**What the exercise asks**: Reproduce every one of the records below word for word, leaving out the pictures.

** start of Dataset excerpts **

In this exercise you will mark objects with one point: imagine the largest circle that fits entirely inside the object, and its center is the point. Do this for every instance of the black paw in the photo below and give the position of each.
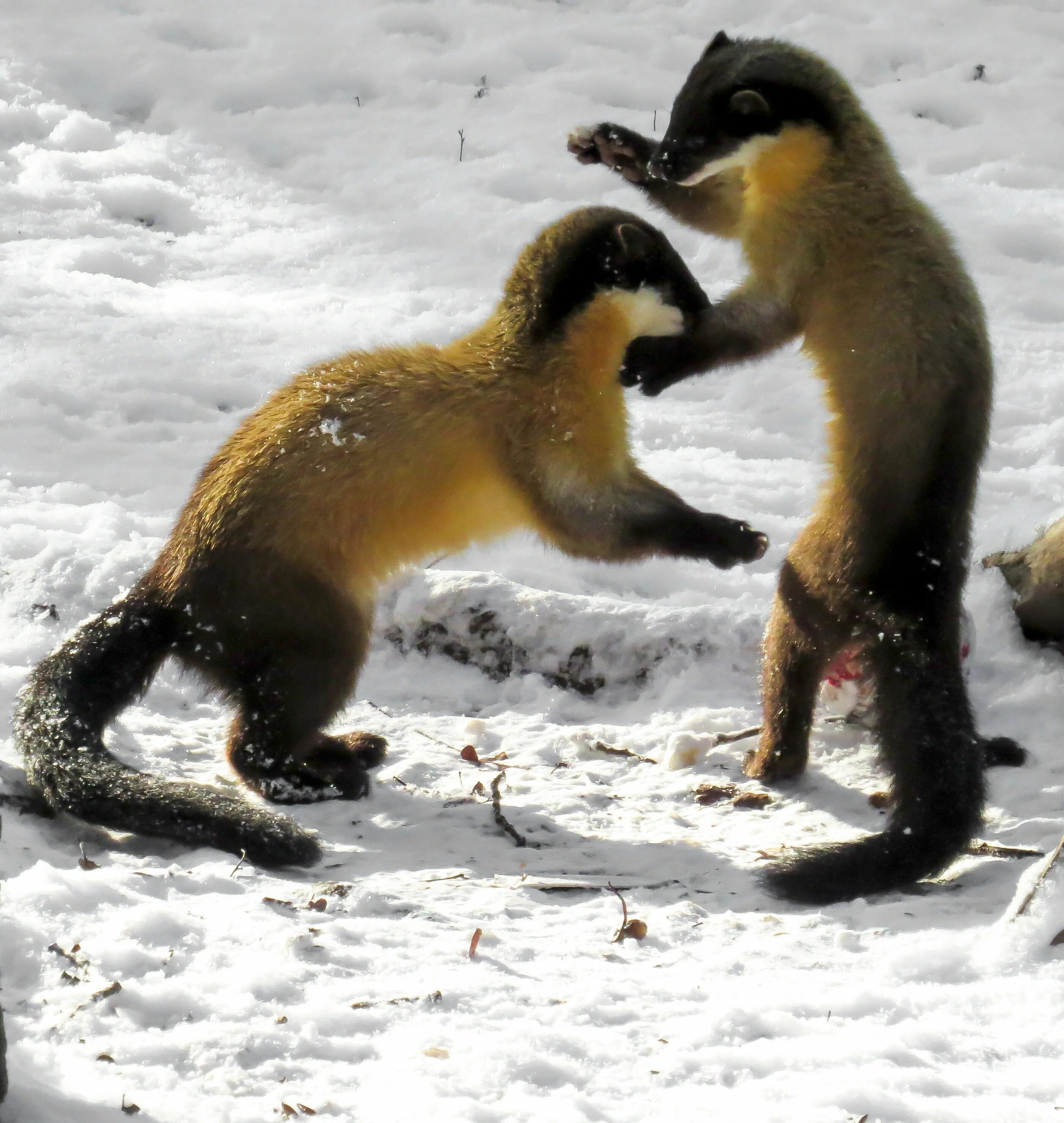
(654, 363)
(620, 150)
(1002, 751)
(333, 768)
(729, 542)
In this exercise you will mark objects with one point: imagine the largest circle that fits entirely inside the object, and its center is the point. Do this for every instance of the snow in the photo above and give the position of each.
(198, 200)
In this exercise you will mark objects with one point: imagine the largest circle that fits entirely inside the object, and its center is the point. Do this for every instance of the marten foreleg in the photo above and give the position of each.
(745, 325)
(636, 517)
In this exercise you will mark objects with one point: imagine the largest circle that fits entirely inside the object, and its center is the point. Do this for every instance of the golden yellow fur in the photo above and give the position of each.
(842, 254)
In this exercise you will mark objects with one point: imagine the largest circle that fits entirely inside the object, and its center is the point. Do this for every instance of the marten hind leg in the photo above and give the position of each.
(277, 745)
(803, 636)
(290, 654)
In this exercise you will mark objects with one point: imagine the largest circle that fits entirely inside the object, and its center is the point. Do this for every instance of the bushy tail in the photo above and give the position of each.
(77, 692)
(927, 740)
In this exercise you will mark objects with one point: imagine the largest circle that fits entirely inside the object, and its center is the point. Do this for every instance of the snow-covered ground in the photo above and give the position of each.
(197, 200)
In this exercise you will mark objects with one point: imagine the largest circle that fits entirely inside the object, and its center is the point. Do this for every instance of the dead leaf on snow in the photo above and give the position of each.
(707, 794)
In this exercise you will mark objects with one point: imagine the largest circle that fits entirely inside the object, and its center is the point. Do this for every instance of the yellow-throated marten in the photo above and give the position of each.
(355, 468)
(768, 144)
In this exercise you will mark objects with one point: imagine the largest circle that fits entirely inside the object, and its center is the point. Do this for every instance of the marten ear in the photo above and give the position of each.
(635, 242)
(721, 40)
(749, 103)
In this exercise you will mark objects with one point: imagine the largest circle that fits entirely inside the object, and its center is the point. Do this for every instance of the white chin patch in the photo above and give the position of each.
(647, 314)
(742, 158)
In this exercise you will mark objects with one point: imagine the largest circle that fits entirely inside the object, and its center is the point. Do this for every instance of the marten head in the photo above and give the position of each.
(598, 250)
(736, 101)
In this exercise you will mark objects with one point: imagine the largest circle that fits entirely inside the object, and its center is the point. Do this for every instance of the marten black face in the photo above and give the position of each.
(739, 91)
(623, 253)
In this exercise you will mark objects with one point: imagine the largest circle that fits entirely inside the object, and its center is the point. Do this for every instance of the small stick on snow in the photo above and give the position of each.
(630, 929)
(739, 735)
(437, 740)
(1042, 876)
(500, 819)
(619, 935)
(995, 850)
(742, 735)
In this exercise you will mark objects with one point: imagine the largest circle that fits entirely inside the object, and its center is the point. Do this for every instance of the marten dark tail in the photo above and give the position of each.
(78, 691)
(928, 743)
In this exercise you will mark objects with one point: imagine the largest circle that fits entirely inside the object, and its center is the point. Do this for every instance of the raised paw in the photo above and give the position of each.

** end of Dataset excerpts **

**Written solution**:
In this exercise you will mark objects with one point: imagine the largest circle that fits entirely inside the object, and its center is the point. Do this for every instance of the black paw in the photo below and give the position of each.
(654, 363)
(620, 150)
(1002, 751)
(333, 768)
(729, 542)
In this exercise you will mark objects with one point: imagine the largest circle that fits entirely inside the object, and its center is the point. Do this for every instance of the snow in the photo above and give the position of each.
(198, 200)
In this exercise you will mark objects with one point: imagine the largest circle that fits entirely inside the object, and its center is the point. Do this for every instance of the marten foreleg in the photo above and give the position of each.
(745, 325)
(636, 517)
In this exercise you will mark objects with one point: imagine the largest circle that fits entirely inside the object, and its center is the point. Do this for every instance of the golden yellow fur in the photo above and give the position of each.
(842, 254)
In this exercise you will mark objects with one point: imagine the largest circle that fits entirely inside the object, and its center is the point. Do this for every instance of the marten hind leg in the photo above and give the position of each.
(277, 745)
(803, 636)
(290, 654)
In this exercise you will mark objects with one point: imagine the largest circle that fits entirely inside the object, and its center is the point. Do this for every instance of the bushy tail in the photo above and give the position of each.
(77, 692)
(927, 740)
In this exercise you will mark objects with one point: imagine the largest circle that fits entirely inside the object, and its center is the point. Do this for every instance of the snow-covered ground in the photo above and give the position of each.
(197, 200)
In this exercise you will mark objects with one point: imagine the largest circle that fits entirely inside the object, and its center is the point. Do this for every instance of the dead leaf on snow in the photo above and give the position of each.
(707, 794)
In this exercise you will mark objects with one point: imagine the largest circle that fits entirely inside the object, and its center is the point. Do this for every instance of the yellow-throated marten in the photo above and give the position of each.
(355, 468)
(768, 144)
In this exercise you will mark objects with one point: imagine the largest circle that fits entirely inside the object, and its center is the point. Do this for every instance of the marten ear in the photo above and give the position of each.
(635, 242)
(721, 40)
(749, 103)
In this exercise you will mark objects with one point: imagine the largest circle that fits entirely inside the object, and its center is the point. Do this for every instance of the white chin patch in the photo above and give the position of each.
(647, 314)
(742, 158)
In this exercise you will mark objects with one point: imagine the largest circle that fits entirely inside the object, and its center is the point. Do this for every instance of the marten head in the photo above and give the position of each.
(598, 250)
(736, 101)
In this exercise you will mark objects with one point: imagine the largest circle that fits entirely inside the object, and its center is the point. Do this for every instance of the marten black face in the photo above and give the position of each.
(739, 91)
(623, 253)
In this exercise you will mark objects with one point: imagine the largest circle that fits entirely inside the object, and its center is the point. Do this for every instance of the small stick on snow in the photo above and give the position of each.
(630, 929)
(739, 735)
(437, 740)
(1042, 876)
(500, 819)
(619, 935)
(995, 850)
(742, 735)
In this exercise you will mark objects with one point: imagine the largest circle that fits entirely inside the object, and its center is the point. Do this for every instance of the marten dark tail in the photo above and give the position of each.
(78, 691)
(928, 743)
In this exercise you will mark objects with one point: imagine the largest circle that fits entirely inside the object, and its center is the point. Do this for every instance of the raised paw in the photo above and give the position of each.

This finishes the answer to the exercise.